**WRITTEN INSTRUCTION 1:** Render this sentence from the article on Douglas Laux into Spanish: "Additionally, Laux has acknowledged in multiple media interviews that he only spoke limited Arabic."
**WRITTEN INSTRUCTION 2:** Write out the passage of the article on Douglas Laux word for word, from "After years in" up to and including "over a year.".
**WRITTEN INSTRUCTION 3:** According to the article on Douglas Laux, in which country did he spend most of his career as a CIA operative?

**GIVEN TEXT:**

• • • •

Douglas Laux claims he was the Central Intelligence Agency’s (CIA) top spy operative in Syria, tasked with drawing up plans for regime change during the crucial early years (2012-2013) of Syria’s grinding civil conflict. He was considered the CIA’s “eyes and ears on the ground” in war-torn Syria. Yet it turns out he knew very little, if anything, about the country.
Laux spent most of his eight year career as a CIA operative in Afghanistan, where he was lauded by superiors for his ability to “go native” with his scraggly beard and fluency in Pashto. His attempts to develop an Afghan spy network capable of infiltrating the Taliban and tracking al-Qaida are the focus of his memoir, written after leaving the CIA and entitled Left of Boom: How a Young CIA Case Officer Penetrated the Taliban and Al-Qaeda (St. Martin’s Press, 2016).
The book went through the CIA’s review process prior to publication, standard procedure for former employees wishing to write about their work, which left entire pages of what the CIA deemed sensitive or classified material blacked out. Laux and co-author Ralph Pezzullo left the thick black lines in place throughout the book, perhaps to underscore the authenticity of Laux’s narrative.
Leading a regime change task force
But it’s what Laux chooses to tell readers regarding his role in Syria that is most shocking.
After years in Afghanistan, and while recovering at home from a substance abuse problem and broken ankle, he was unexpectedly tasked with making contact with anti-government militants in Syria as part of a sensitive nascent CIA operation.
He soon emerged, in his words, as the CIA’s “lead task-force representative” in Syria, despite having no prior expertise regarding the country and only knowing that “Syria had been front-page” news for over a year.
Laux describes the moment he was given the assignment in the lone chapter in Left of Boom which focuses on Syria, wherein he admits having to “read up” and “learn” about the country:
Then I stopped drinking, bought myself a cool cane with a cowboy boot on the top, rode a bike at the gym daily, and read up on Syria. I learned that the situation on the ground was extremely complex and reflected the ethnic and religious diversity of Syria itself.
Additionally, Laux has acknowledged in multiple media interviews that he only spoke limited Arabic.
By his account, he would eventually write a high level “ops plan” detailing strategies the United States and its allies could implement to topple the Syrian government after a short tour spent secretly embedded inside rebel-held areas of Syria.
In effect, the CIA’s top guy in Syria made-up the agency’s ‘regime-change’ strategy in the country on the fly. No wonder it failed so badly.
Lacking knowledge of Syria
The concluding line from Laux’s actual classified plan, circulated widely among intelligence officials, summarised the end goal of CIA covert action in Syria at the time (2012) and is presented in the book as:
[this is] what must be enacted to achieve the desired result of removing President Bashar al-Assad from power.
According to the New York Times, then CIA Director David Petraeus adopted some of Laux’s recommendations on arming “moderate” rebels. Ironically, Laux would later conclude of the jihadi rebels which came to dominate the war:
there were no moderates.
The CIA has formally acknowledged Laux’s legitimacy as a former CIA operative to the New York Times and other media outlets (the CIA rarely confirms or denies who worked for the agency and in what capacity).

• • • •

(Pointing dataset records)
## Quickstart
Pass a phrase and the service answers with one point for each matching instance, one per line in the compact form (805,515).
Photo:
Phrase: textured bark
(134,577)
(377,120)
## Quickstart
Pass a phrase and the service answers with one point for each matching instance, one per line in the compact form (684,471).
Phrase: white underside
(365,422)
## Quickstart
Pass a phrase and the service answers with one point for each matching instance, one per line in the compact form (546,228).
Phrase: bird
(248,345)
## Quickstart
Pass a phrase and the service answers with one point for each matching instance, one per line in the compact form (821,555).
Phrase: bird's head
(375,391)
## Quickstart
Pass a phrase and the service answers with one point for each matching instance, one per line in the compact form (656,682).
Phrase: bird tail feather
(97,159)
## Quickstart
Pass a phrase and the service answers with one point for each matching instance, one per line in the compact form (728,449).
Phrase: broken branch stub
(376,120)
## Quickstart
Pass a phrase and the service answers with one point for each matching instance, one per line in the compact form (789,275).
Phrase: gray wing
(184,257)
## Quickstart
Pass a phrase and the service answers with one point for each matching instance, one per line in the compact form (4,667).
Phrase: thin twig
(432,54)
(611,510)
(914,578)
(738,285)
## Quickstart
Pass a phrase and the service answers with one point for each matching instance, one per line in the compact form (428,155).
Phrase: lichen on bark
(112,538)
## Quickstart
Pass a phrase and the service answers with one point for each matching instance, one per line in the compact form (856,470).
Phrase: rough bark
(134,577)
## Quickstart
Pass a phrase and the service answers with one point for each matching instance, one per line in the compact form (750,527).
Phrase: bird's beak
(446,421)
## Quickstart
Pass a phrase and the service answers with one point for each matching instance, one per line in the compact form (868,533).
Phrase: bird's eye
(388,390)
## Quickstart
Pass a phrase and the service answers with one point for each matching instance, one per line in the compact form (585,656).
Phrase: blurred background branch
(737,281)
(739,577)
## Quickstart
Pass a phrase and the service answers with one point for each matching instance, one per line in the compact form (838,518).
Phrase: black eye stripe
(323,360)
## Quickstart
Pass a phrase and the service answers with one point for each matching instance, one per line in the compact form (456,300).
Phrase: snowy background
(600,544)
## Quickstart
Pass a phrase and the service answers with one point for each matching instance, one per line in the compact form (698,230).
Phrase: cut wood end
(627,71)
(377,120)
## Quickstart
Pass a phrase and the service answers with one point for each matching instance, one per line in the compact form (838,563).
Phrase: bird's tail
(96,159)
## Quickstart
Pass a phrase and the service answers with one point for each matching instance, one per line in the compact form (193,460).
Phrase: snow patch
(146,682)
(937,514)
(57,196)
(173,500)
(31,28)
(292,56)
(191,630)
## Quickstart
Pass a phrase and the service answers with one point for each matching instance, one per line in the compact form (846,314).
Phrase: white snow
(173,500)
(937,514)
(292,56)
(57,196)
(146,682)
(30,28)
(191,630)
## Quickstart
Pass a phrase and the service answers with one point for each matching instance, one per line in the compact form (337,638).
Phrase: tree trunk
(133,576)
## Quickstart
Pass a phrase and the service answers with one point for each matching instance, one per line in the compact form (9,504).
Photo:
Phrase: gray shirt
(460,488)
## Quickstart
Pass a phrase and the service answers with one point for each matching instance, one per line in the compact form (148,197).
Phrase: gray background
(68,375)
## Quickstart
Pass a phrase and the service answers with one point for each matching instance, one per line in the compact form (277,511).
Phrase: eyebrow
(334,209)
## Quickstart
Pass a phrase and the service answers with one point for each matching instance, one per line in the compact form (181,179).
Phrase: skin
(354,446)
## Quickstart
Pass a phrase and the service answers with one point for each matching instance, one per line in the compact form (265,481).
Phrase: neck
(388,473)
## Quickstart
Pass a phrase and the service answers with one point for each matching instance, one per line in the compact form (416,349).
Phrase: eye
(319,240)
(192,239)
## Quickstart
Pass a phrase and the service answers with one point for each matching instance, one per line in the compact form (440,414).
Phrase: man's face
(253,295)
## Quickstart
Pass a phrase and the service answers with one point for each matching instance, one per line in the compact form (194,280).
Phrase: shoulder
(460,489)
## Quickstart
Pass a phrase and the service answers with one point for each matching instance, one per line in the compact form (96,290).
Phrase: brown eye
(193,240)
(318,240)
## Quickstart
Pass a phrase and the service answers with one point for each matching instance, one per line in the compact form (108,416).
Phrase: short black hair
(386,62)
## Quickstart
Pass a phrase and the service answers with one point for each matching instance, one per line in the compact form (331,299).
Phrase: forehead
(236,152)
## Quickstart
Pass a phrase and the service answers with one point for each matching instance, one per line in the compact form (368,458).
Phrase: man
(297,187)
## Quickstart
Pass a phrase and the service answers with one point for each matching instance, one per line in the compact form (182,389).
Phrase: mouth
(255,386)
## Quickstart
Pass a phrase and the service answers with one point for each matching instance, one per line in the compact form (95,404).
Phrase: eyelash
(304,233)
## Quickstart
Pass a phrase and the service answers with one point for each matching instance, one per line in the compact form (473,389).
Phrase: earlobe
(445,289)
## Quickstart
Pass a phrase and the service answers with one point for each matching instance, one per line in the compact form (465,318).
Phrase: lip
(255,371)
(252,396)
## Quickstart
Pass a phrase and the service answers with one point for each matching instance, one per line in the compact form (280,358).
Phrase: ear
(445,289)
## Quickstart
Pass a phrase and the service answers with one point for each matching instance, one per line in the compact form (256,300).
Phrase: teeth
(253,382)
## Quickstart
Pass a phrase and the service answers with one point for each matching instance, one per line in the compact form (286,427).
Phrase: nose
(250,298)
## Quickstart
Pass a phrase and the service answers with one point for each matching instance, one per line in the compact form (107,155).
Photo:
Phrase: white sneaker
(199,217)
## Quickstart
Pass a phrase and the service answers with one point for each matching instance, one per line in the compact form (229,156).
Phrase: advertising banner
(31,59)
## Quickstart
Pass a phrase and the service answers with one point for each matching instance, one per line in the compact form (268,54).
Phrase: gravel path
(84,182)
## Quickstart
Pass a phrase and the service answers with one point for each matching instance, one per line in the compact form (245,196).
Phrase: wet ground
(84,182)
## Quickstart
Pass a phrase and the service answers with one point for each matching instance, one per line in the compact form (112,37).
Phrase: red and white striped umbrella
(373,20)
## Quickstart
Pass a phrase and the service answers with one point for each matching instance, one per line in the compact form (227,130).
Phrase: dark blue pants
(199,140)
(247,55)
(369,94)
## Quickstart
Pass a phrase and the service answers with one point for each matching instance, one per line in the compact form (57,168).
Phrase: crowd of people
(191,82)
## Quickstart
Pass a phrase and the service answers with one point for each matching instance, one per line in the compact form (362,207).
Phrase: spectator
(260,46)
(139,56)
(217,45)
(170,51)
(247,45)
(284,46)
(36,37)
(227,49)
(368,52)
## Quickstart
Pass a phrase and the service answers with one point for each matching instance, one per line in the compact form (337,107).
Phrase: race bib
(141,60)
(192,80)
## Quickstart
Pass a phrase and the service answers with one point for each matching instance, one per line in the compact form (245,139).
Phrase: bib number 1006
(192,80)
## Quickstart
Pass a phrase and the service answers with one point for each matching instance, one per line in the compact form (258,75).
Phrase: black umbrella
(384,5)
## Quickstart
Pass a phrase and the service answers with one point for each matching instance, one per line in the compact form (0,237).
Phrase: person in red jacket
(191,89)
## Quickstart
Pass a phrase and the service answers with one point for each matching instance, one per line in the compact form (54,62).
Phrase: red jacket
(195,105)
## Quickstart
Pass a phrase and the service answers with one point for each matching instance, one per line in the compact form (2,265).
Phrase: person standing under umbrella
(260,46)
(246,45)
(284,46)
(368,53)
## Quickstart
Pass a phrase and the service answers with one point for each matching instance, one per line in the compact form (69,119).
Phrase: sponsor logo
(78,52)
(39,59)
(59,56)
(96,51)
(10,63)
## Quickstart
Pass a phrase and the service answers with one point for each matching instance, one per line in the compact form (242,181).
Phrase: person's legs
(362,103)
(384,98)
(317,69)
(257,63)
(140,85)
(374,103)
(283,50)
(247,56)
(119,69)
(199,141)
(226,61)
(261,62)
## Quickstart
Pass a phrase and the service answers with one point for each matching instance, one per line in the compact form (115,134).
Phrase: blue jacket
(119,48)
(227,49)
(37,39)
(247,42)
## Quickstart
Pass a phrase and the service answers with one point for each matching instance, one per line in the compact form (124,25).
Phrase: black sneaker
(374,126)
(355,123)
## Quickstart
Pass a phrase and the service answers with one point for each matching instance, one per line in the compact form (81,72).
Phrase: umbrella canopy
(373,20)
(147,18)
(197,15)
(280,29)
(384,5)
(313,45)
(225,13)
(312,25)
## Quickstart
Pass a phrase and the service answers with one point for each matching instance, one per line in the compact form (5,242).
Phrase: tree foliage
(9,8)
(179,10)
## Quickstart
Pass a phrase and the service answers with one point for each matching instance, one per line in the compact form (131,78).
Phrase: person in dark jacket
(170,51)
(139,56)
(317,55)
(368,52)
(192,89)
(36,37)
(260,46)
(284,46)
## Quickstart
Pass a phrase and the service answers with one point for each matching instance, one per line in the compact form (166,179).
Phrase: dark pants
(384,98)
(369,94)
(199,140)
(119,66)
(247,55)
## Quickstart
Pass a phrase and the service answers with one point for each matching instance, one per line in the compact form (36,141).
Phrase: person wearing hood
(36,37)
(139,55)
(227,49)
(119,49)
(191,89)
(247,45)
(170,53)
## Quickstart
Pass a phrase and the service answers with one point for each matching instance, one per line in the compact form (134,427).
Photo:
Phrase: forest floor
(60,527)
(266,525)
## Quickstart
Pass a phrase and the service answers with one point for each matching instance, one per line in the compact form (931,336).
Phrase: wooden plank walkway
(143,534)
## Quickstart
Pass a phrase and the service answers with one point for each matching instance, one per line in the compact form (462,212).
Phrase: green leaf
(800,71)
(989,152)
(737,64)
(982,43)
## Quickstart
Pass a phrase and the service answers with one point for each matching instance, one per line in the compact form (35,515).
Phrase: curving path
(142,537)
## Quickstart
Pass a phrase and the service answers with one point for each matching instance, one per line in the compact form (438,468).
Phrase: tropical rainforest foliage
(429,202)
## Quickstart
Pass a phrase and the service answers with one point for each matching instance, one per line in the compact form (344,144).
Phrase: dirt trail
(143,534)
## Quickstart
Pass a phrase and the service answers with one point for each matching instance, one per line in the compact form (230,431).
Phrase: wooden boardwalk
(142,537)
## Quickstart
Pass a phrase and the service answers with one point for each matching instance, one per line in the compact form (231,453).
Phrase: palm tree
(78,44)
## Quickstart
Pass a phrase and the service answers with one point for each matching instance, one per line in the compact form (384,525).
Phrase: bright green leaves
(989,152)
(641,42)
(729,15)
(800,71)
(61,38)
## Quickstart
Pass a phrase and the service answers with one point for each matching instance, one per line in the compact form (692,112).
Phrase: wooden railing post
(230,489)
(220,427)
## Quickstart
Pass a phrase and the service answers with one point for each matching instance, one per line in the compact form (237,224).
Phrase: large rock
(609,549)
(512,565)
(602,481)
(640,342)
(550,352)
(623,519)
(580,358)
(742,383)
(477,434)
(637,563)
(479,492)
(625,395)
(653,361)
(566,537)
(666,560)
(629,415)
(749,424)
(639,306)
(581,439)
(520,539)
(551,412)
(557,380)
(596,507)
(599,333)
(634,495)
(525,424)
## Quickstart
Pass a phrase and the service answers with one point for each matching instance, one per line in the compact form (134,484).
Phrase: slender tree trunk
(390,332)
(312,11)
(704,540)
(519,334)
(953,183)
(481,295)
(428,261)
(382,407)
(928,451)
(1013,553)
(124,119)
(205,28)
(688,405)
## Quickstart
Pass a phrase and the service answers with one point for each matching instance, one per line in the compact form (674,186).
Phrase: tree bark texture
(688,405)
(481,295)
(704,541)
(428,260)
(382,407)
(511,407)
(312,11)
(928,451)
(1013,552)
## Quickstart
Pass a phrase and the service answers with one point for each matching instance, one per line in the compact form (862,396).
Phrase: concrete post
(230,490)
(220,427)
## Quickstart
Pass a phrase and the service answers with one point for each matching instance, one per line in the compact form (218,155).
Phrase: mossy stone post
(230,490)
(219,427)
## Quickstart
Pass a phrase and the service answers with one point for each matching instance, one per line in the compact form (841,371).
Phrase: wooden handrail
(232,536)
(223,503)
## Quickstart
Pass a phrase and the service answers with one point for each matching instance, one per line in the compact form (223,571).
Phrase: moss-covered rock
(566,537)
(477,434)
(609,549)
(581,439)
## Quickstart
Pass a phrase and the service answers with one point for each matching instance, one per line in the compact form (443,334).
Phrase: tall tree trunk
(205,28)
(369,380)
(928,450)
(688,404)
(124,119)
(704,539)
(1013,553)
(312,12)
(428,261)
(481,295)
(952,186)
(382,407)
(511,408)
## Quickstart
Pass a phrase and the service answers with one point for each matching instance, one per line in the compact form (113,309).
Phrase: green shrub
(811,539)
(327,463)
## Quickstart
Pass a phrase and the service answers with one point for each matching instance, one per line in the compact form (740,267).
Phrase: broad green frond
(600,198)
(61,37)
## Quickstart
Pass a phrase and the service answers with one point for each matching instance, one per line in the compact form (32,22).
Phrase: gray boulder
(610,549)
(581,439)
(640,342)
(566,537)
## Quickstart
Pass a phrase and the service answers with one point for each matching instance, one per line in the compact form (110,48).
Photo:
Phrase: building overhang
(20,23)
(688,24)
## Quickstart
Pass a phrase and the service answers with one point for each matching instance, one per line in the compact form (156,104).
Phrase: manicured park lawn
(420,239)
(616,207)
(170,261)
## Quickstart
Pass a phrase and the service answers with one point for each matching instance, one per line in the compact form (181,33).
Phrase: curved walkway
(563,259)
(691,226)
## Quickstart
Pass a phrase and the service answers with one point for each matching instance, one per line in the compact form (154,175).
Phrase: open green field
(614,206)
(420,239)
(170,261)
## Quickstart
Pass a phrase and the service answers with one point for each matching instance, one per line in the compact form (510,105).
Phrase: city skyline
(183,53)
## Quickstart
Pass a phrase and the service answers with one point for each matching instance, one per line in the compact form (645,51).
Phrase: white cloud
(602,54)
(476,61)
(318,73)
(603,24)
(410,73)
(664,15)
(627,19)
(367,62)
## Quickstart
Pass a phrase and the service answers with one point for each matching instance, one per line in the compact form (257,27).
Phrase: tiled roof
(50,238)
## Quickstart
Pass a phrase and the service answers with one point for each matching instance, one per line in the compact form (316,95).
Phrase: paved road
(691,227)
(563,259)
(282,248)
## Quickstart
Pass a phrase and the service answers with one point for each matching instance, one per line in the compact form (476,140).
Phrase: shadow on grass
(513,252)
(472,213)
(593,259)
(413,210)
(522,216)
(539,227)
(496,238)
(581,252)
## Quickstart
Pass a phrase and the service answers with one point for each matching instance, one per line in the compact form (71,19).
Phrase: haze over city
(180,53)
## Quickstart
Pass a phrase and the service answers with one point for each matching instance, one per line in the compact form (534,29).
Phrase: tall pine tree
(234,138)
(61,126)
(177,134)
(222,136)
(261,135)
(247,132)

• • • •

**ANSWER 1:** Además, Laux ha reconocido en múltiples entrevistas con medios de comunicación que solo hablaba un árabe limitado.

**ANSWER 2:**
After years in Afghanistan, and while recovering at home from a substance abuse problem and broken ankle, he was unexpectedly tasked with making contact with anti-government militants in Syria as part of a sensitive nascent CIA operation.
He soon emerged, in his words, as the CIA’s “lead task-force representative” in Syria, despite having no prior expertise regarding the country and only knowing that “Syria had been front-page” news for over a year.

**ANSWER 3:** Afghanistan.